Task directions =>
Report every line in the items below that contains the string "query", copying each such line in full. Case counts.

Available data =>
○ ○ ○ ○

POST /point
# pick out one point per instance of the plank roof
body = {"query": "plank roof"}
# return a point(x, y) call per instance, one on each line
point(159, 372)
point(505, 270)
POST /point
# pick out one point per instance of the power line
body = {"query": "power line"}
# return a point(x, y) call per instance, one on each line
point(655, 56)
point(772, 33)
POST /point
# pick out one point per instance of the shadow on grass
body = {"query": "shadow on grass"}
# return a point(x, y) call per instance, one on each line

○ ○ ○ ○

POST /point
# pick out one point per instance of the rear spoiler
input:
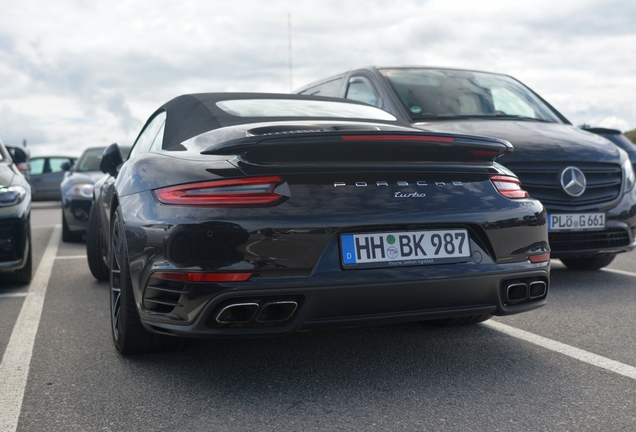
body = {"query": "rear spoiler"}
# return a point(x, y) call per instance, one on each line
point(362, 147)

○ ○ ○ ○

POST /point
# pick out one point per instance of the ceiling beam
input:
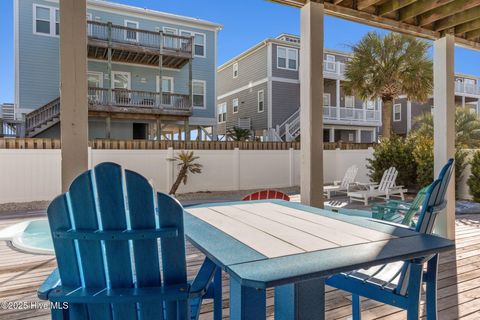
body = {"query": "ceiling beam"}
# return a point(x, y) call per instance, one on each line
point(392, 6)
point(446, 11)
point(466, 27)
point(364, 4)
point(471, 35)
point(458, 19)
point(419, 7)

○ ○ ○ ○

Reply =>
body = {"query": "plank roof"}
body = {"query": "power line"}
body = {"query": "shadow on grass"}
body = {"query": "rear spoiler"}
body = {"query": "ceiling beam"}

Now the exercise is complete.